Activity 1: List every person named in the Stowers Institute article.
Activity 2: According to the Stowers Institute article, how many independent scientists is the institute in the process of hiring?
Activity 3: Write the next part of the Stowers Institute article, picking up after its last sentence.

Provided text:
- Opening Delimiter -
Stowers Explores the Mysteries of Life

Ask any physician, professor, or researcher involved in the life sciences in the Kansas City area, and they'll tell you that the founding of one organization has set the region's life science research on fire. That organization is the Stowers Institute. And it all began with two peple and a shared vision. In 1994, Jim and Virginia Stowers set up an endowment to establish the not-for-profit research institution, and they recently added an unprecedented $1.1 billion to it, bringing the total investment up to $1.6 billion.

"For two individuals to make this level of financial and philosophical commitment to the life sciences is truly extraordinary," said HBC executive director Charles Decedue. "There's no question, it will revolutionize the Kansas City area and the industry." Jim Stowers, a University of Missouri medical school graduate and founder of KC-based American Century Investments, and Virginia Stowers, a nurse by training, have structured the endowment in such a way that 100 percent of the money goes toward funding basic life science research.

"Since both Jim and Virginia have a medical background, and both have survived cancer, they decided that the best way to find cures for disease is to support basic research into the genes and proteins responsible for the fundamental processes of cellular life," said Stowers Institute CEO William Neaves. "They have the conviction that once you know enough at that most basic of levels, you'll gain fundamental insights into preventing and curing disease." Neaves came to Stowers from the University of Texas Southwestern Medical Center in Dallas.

Not everyone believed that Kansas City could support a world-class medical research institute. However, the new 10-acre campus at 50th and Rockhill has silenced the naysayers. Neaves said, "Without a doubt, Jim and Virginia have created the finest molecular genetics laboratory facility in the world." The science building just opened last fall and is now housing the researchers that the Stowers Institute is actively recruiting. Neaves anticipates filling the campus with 600 researchers by the end of 2004, an astounding projection since, after more than 40 years of existence, the renowned Scripps Research Institute has a staff of 2,800. The Stowers Institute is in the process of hiring 50 independent scientists. Each scientist will then assemble a 10-15 person team of researchers.

Neaves said the working environment that Jim and Virginia have fostered is unique. "They are committed to making the Institute an exceptionally collegial and cordial environment for scientists who enjoy working together and who share the satisfaction of each other's accomplishments."

This supportive environment has given rise to a number of exciting research initiatives. For example, the Stowers Institute is making a major investment in fruit-fly genetics. They actively recruited and hired Kent Golic, the first person to demonstrate the ability to do homologous recombination and create targeted gene "knockouts" in fruit-flies. By systematically knocking out human disease-causing gene homologues in fruitflies, researchers can gain important insight into their function.
- Closing Delimiter -
[Saved data entries]
- Opening Delimiter -
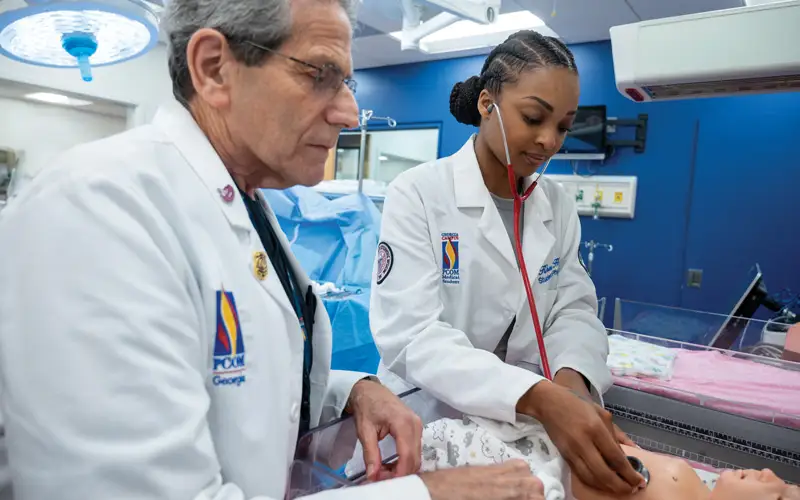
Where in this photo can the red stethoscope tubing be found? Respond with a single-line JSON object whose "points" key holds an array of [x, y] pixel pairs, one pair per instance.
{"points": [[518, 200]]}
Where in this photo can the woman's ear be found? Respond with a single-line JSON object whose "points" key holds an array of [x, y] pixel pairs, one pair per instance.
{"points": [[485, 100]]}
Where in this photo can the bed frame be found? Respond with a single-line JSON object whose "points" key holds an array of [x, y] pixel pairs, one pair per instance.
{"points": [[704, 435]]}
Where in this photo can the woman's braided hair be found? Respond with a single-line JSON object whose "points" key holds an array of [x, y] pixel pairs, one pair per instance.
{"points": [[522, 51]]}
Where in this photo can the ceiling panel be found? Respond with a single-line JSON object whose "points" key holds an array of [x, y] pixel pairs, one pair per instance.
{"points": [[578, 21], [657, 9]]}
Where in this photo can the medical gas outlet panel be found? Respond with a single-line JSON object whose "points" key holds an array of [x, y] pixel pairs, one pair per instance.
{"points": [[601, 195]]}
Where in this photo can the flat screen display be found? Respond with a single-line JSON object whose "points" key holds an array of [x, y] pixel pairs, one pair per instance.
{"points": [[588, 134]]}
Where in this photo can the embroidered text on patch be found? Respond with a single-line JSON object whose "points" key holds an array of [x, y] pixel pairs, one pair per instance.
{"points": [[450, 259], [385, 261], [548, 271], [229, 362]]}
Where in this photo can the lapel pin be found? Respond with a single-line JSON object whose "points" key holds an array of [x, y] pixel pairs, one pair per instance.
- Closing Delimiter -
Exercise response 1: Jim Stowers, Virginia Stowers, Charles Decedue, William Neaves, Kent Golic

Exercise response 2: 50 independent scientists.

Exercise response 3:
Neaves said that researchers are trading on the insight gained from the recently completed human genome project. In the fruitfly, researchers have found 177 genes similar to genes that are known to be involved in major human diseases. For more than a century, fruitflies have been a favored genetic model because they allow for quick and economical experimentation. Also, fruitflies lack much of the gene duplication normally found in mice and humans. "When you knock out one of the genes of interest," Neaves said, "then you're very likely to see the effect revealed in the phenotype of the fly because it's not masked by duplicate genes in the genome."

The Stowers Institute has also hired an outstanding young stem cell geneticist, Ting Xie, from the Carnegie Institute of Embryology at Johns Hopkins University. He is working with fruitflies to define the elements that maintain the undifferentiated status of stem cells. He is examining both genetic factors and the influence of the local environment within the organs and tissues where stem cells are found in determining the maintenance of this undifferentiated state.

"We're interested in learning as much as possible about stem cells so that we can compare them with cancer cells that multiply and remain undifferentiated," said Neaves. "We want to know how stem cells are caused to enter a particular differentiation pathway that results in their becoming a heart cell or a neuron, for example. Obviously, we also have interest in the potential ability to regenerate damaged tissues through the understanding of stem cell genetics."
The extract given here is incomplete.